__Задание__
Перепишите весь отрывок ниже слово в слово, сохранив каждый знак препинания и абзац.

__Выбранный отрывок__
================================

Я ничего не ответил, я слушал. Эта ужасная жизнь, от которой бедная девушка бежала в распутство, в пьянство и в бессонницу, произвела на меня такое впечатление, что я не находил слов.

— Однако, — продолжала она, — мы говорим глупости. Дайте мне руку, и вернемся в столовую».

Почему она стала его любовницей? Он был беден, а страстные признания в любви ей доводилось выслушивать не меньше десяти раз на дню. Но он продолжал свои атаки с пламенным упорством. «Эта смесь веселости, печали, искренности, продажности и даже болезнь, которая развила в ней не только повышенную раздражительность, но и повышенную чувственность, возбуждали страстное желание обладать ею…» В ней жила трогательная непосредственность, «временами она страстно рвалась к более спокойной жизни… Пылкая, она легко поддавалась искушению и была падка на наслаждения, но при этом не теряла гордости и сохраняла достоинство даже в падении».

================================

__Предоставленные записи__

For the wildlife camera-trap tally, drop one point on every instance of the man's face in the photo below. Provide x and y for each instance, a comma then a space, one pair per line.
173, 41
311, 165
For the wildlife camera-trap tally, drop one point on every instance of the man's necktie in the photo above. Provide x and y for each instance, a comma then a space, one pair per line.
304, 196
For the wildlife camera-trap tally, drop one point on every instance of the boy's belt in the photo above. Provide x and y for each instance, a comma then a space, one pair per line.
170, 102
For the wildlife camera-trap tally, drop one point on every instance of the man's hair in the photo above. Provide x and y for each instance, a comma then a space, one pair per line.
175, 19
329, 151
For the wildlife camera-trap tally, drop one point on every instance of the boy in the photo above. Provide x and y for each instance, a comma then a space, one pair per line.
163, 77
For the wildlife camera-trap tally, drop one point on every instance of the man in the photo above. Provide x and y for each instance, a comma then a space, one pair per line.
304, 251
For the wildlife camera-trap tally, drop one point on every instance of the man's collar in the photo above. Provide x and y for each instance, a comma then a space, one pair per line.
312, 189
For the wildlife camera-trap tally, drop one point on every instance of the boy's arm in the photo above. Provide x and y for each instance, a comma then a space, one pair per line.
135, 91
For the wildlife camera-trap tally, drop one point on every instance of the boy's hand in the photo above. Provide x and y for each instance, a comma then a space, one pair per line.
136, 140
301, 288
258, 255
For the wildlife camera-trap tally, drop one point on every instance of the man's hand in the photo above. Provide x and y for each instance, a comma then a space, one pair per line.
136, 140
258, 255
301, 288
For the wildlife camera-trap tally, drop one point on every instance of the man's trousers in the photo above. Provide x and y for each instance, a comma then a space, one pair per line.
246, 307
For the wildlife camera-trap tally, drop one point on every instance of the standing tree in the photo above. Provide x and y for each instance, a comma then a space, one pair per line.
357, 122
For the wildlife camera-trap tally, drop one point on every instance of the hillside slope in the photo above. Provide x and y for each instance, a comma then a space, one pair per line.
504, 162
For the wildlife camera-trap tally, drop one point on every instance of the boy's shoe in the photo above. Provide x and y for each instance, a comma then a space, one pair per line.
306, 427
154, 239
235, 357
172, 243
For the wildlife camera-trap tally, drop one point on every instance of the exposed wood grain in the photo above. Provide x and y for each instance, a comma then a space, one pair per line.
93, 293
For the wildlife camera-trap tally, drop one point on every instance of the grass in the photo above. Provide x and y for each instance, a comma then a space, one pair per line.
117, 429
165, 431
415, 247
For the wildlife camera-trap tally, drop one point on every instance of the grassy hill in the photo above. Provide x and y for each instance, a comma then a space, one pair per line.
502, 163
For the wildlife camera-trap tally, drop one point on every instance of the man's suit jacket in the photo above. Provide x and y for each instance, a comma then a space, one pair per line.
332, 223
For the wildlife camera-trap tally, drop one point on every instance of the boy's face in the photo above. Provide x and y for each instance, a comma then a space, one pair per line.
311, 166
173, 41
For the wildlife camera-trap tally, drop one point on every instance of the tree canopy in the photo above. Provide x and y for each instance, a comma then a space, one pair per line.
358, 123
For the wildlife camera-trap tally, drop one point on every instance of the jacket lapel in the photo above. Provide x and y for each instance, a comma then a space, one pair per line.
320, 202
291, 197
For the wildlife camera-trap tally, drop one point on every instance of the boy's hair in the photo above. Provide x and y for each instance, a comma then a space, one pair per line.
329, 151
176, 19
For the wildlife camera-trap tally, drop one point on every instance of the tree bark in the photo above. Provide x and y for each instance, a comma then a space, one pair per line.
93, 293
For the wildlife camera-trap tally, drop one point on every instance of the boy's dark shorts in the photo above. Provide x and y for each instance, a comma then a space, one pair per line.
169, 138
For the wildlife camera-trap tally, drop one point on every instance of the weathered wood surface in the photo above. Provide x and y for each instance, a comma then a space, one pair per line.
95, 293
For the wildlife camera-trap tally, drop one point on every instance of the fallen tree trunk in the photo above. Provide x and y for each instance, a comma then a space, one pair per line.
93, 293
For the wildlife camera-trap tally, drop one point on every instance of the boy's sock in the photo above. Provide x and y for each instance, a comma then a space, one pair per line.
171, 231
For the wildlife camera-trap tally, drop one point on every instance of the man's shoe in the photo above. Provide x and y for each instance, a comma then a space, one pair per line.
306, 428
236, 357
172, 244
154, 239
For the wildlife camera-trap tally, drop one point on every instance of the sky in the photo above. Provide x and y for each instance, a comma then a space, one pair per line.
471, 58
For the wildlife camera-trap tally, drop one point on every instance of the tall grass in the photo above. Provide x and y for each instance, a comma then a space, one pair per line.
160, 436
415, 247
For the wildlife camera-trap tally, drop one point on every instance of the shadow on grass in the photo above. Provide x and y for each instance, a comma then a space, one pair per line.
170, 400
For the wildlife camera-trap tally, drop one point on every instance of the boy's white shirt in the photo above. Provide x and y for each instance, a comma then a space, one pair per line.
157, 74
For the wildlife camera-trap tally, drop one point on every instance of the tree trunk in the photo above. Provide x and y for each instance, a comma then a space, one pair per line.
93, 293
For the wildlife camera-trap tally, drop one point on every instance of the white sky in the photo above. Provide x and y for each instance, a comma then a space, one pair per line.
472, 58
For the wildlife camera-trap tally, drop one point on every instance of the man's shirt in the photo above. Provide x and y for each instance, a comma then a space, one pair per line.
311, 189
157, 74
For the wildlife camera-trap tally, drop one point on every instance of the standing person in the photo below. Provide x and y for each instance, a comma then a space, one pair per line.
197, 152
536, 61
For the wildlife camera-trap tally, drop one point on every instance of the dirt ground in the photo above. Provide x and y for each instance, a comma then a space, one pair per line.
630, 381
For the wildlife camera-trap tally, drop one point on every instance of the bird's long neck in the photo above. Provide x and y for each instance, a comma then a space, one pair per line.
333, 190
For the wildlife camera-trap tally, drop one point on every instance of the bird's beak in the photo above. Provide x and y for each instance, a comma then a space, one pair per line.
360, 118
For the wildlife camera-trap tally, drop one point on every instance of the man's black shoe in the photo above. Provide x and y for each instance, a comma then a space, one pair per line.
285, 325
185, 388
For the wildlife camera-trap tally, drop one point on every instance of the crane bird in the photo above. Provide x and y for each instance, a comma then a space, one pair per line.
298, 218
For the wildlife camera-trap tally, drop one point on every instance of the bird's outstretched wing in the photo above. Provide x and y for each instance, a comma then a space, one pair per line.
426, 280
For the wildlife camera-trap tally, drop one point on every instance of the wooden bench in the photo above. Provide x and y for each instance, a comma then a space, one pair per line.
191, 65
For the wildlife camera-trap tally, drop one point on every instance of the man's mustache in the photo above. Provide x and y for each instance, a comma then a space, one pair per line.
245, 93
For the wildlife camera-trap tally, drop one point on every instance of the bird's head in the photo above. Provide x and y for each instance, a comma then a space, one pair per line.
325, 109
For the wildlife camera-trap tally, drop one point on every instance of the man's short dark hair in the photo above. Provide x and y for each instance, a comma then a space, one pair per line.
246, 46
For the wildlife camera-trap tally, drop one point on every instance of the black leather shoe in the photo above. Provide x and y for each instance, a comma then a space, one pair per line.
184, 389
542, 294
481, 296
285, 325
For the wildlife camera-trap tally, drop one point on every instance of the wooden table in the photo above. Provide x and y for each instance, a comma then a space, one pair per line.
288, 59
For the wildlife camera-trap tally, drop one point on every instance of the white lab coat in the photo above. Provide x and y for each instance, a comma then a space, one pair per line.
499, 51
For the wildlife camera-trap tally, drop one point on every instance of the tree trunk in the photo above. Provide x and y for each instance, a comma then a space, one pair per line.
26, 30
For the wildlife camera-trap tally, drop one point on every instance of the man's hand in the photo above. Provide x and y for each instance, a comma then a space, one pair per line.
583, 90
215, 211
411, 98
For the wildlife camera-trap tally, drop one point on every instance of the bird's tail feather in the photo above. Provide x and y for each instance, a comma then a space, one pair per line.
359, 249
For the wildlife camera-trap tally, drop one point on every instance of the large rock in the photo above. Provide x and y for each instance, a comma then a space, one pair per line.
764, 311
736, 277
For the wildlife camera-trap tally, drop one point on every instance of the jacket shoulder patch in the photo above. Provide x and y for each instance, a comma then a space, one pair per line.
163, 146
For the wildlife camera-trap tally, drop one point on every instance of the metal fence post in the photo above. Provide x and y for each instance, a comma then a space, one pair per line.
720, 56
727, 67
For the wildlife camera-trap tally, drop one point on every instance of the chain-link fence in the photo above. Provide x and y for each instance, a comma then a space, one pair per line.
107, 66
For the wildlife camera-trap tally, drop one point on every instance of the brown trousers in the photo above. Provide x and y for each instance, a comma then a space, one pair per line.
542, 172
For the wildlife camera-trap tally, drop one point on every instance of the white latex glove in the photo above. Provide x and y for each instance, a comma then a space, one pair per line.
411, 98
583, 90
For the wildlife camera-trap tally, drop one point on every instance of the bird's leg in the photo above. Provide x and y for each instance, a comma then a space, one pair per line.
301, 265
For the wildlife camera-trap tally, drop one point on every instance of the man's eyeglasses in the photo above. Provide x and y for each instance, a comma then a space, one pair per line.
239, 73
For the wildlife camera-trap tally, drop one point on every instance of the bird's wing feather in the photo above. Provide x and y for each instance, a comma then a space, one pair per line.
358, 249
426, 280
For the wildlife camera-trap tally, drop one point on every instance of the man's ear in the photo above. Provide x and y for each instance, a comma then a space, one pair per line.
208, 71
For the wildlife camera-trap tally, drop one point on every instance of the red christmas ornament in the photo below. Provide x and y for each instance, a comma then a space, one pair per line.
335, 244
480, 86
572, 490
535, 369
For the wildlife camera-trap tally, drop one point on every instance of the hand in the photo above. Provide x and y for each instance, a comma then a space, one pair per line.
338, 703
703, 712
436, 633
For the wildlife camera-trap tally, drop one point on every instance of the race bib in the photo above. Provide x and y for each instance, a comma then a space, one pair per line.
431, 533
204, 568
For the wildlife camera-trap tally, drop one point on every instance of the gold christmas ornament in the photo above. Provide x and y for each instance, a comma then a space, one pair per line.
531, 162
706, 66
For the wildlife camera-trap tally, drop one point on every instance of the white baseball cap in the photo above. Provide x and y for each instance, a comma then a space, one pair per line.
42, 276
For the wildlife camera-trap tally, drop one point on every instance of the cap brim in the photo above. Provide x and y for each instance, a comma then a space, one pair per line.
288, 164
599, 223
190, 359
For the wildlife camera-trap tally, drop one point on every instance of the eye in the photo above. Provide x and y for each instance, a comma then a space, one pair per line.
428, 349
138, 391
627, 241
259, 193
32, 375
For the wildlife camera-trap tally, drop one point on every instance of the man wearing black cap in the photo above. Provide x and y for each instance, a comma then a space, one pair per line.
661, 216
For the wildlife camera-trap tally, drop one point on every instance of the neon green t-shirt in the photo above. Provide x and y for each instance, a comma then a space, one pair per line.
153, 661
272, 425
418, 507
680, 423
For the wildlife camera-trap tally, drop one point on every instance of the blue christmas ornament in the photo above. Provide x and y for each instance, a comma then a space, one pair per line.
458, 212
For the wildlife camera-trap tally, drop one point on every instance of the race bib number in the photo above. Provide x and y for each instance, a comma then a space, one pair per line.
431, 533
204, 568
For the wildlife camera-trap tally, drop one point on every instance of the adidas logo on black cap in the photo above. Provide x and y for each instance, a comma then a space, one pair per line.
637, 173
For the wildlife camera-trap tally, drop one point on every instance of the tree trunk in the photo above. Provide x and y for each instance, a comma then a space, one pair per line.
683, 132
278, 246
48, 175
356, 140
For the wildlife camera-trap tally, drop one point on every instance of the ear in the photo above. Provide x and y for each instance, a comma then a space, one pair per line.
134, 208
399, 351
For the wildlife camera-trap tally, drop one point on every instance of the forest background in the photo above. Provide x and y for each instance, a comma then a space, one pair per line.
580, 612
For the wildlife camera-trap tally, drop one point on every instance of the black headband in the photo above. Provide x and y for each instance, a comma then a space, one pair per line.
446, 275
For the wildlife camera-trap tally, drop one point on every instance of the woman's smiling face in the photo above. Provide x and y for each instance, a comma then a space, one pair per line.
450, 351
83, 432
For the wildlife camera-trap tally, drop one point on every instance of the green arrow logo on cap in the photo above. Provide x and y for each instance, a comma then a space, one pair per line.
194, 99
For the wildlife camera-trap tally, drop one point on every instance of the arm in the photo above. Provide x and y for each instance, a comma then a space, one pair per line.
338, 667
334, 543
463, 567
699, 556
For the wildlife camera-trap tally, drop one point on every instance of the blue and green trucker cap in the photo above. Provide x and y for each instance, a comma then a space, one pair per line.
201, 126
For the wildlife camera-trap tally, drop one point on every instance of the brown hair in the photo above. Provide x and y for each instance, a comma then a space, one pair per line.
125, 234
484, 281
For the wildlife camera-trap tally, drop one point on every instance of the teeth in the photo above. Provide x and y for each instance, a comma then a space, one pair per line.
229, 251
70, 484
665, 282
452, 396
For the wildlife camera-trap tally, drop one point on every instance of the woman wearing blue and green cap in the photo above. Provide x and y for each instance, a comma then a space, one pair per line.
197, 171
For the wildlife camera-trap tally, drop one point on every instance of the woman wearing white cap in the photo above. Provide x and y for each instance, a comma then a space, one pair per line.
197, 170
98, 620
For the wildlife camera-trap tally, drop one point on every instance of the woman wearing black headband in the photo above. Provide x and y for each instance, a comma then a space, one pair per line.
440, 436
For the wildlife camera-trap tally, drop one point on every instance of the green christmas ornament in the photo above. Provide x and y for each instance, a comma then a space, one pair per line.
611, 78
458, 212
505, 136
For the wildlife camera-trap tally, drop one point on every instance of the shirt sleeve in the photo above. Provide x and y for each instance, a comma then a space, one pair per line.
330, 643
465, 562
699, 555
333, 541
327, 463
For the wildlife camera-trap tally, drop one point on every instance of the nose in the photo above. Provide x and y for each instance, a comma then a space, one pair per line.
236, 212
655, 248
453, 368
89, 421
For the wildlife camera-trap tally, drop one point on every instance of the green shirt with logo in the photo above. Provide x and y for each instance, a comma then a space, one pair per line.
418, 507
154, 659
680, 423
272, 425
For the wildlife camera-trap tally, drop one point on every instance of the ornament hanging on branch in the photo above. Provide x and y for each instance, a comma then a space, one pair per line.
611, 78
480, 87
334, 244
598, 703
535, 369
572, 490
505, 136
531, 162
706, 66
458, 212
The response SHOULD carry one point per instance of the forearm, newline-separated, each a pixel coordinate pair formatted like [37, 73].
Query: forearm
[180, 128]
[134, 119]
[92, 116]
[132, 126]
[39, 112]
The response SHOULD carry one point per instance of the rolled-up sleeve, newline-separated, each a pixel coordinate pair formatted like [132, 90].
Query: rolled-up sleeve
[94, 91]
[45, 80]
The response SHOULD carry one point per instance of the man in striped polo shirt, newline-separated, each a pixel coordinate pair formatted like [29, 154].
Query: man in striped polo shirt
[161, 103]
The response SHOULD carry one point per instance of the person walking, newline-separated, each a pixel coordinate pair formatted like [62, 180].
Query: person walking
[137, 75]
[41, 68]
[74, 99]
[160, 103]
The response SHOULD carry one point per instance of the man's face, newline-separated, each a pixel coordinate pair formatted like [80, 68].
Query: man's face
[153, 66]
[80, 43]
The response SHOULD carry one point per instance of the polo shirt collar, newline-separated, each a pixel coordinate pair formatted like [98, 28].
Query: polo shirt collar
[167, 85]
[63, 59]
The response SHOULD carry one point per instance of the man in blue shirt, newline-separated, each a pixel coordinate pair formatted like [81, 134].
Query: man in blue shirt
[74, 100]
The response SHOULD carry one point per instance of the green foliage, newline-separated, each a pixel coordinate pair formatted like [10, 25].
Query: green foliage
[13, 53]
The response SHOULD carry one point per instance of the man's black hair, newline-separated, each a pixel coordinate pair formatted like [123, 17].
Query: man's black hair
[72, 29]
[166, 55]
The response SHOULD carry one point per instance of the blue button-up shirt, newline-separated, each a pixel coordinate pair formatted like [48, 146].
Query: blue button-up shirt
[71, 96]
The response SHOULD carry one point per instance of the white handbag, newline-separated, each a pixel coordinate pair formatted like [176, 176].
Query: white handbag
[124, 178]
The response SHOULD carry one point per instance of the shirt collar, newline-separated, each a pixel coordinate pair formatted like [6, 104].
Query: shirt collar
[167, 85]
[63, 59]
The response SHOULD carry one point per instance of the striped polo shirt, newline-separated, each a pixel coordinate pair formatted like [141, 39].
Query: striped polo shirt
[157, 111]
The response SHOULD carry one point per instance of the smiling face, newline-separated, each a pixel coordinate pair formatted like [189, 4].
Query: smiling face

================================

__Решение задания__
Я ничего не ответил, я слушал. Эта ужасная жизнь, от которой бедная девушка бежала в распутство, в пьянство и в бессонницу, произвела на меня такое впечатление, что я не находил слов.

— Однако, — продолжала она, — мы говорим глупости. Дайте мне руку, и вернемся в столовую».

Почему она стала его любовницей? Он был беден, а страстные признания в любви ей доводилось выслушивать не меньше десяти раз на дню. Но он продолжал свои атаки с пламенным упорством. «Эта смесь веселости, печали, искренности, продажности и даже болезнь, которая развила в ней не только повышенную раздражительность, но и повышенную чувственность, возбуждали страстное желание обладать ею…» В ней жила трогательная непосредственность, «временами она страстно рвалась к более спокойной жизни… Пылкая, она легко поддавалась искушению и была падка на наслаждения, но при этом не теряла гордости и сохраняла достоинство даже в падении».